Start of TEXT

Woman who 'gouged her eyes out while high on meth' says she is turning over a new leaf
It has been three months since a South Carolina woman shocked the world by gouging her eyes out while being high on crystal meth. Now, 20-year-old Kaylee Muthart is finally feeling like herself again.
In a conversation with People, Muthart spoke about how she was turning over a new leaf following the horrifying incident. “I actually feel like a person. I feel like myself, and I don’t feel like I’m chasing something,” she said. “It actually feels really nice. The way it worked out is the way God had it work out, that’s just the way it is… but I’d rather for it to have happened than to still be stuck in that world.”
Muthart was reportedly hallucinating from a sizeable dose of crystal meth when, to the horror of churchgoers in Anderson County, they witnessed her removing her eyeballs on February 6.
According to the 20-year-old, she remembered that she thought “someone had to sacrifice something important to the world, and that person was me.”
“I thought everything would end abruptly, and everyone would die, if I didn't tear out my eyes immediately,” she told Cosmopolitan. ”I don't know how I came to that conclusion, but I felt it was, without doubt, the right, rational thing to do immediately.”
She said that the man who she had been staying with was once driving by and asked her a question. The encounter with him, whom she refuses to identify, was her sign, she said. After the rendezvous, Muthart did what no one would expect in their wildest dreams.
“So I pushed my thumb, pointer, and middle finger into each eye. I gripped each eyeball, twisted, and pulled until each eye popped out of the socket — it felt like a massive struggle, the hardest thing I ever had to do,” she said.
“Because I could no longer see, I don't know if there was blood. But I know the drugs numbed the pain. I'm pretty sure I would have tried to claw right into my brain if a pastor hadn't heard me screaming, ‘I want to see the light!’ — which I don't recall saying — and restrained me.”
She continued: “He later said, when he found me, that I was holding my eyeballs in my hands. I had squished them, although they were somehow still attached to my head.”

End of TEXT
Start of GIVEN DATA

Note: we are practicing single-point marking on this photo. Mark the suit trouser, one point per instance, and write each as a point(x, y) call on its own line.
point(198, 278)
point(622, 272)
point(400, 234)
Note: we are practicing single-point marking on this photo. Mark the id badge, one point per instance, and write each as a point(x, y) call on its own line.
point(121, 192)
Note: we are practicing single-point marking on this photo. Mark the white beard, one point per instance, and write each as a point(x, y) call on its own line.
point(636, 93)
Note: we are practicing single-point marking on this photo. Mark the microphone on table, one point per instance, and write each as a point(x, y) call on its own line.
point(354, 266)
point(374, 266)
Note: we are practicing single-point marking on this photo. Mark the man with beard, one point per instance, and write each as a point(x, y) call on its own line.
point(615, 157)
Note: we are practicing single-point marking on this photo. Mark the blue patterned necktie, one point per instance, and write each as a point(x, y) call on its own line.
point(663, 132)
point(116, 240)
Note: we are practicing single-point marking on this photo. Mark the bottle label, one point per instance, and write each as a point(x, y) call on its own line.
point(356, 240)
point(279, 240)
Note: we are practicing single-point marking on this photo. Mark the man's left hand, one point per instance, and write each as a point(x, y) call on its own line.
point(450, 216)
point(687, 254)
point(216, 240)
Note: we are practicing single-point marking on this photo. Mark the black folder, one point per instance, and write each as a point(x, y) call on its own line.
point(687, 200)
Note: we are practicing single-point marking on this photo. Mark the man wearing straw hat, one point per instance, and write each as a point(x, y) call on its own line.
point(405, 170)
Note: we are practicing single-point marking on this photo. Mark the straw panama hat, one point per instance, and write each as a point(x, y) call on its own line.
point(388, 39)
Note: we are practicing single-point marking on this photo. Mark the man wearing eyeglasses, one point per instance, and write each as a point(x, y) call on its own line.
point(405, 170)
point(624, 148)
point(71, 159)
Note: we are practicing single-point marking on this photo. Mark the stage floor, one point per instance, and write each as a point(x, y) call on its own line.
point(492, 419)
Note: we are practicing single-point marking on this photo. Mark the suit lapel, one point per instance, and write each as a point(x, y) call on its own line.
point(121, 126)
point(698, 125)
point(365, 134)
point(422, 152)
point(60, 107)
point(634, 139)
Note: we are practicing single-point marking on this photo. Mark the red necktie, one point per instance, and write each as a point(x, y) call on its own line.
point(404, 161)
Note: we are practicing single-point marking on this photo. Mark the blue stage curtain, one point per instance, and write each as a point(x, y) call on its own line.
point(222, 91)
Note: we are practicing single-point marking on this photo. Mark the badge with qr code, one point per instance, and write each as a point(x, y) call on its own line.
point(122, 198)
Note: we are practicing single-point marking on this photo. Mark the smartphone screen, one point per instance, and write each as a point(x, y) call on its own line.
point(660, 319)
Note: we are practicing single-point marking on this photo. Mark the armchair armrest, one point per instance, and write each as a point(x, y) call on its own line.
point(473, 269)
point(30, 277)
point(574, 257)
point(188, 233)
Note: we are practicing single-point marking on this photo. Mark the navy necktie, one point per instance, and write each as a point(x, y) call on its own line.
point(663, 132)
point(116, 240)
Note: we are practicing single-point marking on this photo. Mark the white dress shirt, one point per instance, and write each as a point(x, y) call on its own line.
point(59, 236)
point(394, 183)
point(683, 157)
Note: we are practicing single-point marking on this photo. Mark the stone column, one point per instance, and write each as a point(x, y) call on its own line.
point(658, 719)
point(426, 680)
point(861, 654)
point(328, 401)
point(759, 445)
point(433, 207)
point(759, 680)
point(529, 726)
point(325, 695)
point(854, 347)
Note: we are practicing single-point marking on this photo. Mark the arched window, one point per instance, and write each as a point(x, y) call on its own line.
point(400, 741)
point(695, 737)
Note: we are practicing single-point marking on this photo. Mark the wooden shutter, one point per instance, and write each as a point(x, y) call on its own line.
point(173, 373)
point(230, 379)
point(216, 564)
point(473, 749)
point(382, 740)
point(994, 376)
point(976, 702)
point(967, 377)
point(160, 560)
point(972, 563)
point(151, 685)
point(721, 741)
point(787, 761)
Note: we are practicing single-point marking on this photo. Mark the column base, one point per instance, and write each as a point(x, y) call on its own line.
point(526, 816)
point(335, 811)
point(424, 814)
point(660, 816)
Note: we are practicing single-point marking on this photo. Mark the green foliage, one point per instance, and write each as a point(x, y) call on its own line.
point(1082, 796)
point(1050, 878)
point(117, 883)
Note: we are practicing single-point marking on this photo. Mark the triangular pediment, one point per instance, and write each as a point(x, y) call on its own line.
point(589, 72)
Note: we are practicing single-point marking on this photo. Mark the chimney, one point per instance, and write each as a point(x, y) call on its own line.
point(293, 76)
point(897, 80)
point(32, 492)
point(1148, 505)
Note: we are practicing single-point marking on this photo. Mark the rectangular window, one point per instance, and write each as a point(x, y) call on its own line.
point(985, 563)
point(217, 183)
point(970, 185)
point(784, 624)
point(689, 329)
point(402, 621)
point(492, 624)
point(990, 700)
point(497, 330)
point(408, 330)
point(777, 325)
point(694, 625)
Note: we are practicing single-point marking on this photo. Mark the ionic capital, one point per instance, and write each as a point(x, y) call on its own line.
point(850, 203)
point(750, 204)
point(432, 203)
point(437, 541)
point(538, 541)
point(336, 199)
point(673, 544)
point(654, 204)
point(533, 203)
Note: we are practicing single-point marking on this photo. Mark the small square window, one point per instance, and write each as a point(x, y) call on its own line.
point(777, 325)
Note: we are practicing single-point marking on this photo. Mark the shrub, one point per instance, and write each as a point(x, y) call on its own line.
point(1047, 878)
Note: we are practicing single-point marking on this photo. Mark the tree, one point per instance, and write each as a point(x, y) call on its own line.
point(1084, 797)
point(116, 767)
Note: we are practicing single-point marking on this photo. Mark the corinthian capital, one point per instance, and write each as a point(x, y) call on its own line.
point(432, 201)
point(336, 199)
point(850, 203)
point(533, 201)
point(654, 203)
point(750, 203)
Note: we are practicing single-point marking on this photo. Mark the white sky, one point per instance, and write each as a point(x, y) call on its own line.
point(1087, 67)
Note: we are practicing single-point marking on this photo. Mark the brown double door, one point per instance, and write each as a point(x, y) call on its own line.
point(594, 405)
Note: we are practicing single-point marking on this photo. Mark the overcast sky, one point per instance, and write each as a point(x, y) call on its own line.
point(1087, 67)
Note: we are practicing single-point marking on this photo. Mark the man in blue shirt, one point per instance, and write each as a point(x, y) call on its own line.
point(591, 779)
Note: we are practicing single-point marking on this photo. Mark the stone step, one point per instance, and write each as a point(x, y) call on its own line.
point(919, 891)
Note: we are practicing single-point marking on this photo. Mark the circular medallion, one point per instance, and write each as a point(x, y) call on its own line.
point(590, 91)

End of GIVEN DATA

#### DIRECTIONS:
Decide whether each statement agrees with the article about Kaylee Muthart, answering yes or no and quoting the words of the article that decide it. (a) Muthart was 20 years old. (b) Muthart named the man she had been staying with. (c) The incident took place in March.

#### EXERCISE OUTPUT:
(a) Yes: "20-year-old Kaylee Muthart"
(b) No: "whom she refuses to identify"
(c) No: "on February 6"